---- Supplied data

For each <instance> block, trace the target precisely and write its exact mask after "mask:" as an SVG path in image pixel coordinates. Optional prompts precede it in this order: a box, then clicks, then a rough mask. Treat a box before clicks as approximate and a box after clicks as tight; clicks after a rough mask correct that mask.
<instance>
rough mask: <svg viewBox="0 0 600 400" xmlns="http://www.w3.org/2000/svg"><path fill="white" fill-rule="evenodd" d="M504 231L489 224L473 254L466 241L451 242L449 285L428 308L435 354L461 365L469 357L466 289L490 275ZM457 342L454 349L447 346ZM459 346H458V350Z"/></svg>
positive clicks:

--------
---- Supplied data

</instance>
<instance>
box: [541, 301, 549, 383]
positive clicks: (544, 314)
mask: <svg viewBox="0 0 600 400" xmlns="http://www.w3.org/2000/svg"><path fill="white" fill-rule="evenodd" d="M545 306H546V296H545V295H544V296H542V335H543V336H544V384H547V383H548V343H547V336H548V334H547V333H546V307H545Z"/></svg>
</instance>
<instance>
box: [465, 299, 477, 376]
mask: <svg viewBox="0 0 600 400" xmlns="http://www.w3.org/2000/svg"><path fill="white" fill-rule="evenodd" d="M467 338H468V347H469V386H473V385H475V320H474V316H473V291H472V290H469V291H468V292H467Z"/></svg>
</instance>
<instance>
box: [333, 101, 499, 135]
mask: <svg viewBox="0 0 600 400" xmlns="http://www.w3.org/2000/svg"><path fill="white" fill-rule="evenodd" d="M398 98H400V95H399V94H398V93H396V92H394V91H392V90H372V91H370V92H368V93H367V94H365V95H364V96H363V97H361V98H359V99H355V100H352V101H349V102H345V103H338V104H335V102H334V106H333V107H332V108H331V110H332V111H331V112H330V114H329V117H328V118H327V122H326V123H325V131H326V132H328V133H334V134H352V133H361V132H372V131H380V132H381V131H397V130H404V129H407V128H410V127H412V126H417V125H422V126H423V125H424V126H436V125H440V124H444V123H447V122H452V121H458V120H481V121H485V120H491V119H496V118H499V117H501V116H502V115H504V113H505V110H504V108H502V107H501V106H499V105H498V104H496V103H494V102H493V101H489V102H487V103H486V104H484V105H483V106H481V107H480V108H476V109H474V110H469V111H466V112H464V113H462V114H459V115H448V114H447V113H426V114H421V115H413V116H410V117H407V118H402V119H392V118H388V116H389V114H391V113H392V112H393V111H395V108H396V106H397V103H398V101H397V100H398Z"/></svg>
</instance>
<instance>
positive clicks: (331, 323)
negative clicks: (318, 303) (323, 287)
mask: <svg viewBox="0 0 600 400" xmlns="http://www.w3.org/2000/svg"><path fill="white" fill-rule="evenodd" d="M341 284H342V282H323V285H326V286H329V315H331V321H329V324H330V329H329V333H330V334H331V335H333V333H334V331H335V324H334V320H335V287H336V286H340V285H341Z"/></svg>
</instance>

--------
---- Supplied data

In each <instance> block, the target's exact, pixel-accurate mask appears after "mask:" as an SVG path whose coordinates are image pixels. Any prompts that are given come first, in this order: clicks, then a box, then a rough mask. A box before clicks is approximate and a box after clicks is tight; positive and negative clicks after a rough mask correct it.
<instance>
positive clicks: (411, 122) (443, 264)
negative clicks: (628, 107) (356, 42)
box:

--------

Required work
Please report every one of the rows above that contains the string "correct", copying each such row in full.

Solved problem
For each <instance> block, trace the target precisely and write its exact mask after "mask:" as an SVG path in image pixel coordinates. Optional prompts precede it in this order: a box, then clicks, then a rough mask. Treat a box before clicks as approximate and a box after clicks as tight; clicks after a rough mask correct that mask.
In each <instance> block, the target's exact, pixel-accurate mask appears after "mask:" as an SVG path whose coordinates are image pixels. Any prompts that are given come first, in this order: clicks, then a box, then a rough mask. A box before clicks is approximate and a box after clicks is tight; positive and negative clicks after a rough mask correct it.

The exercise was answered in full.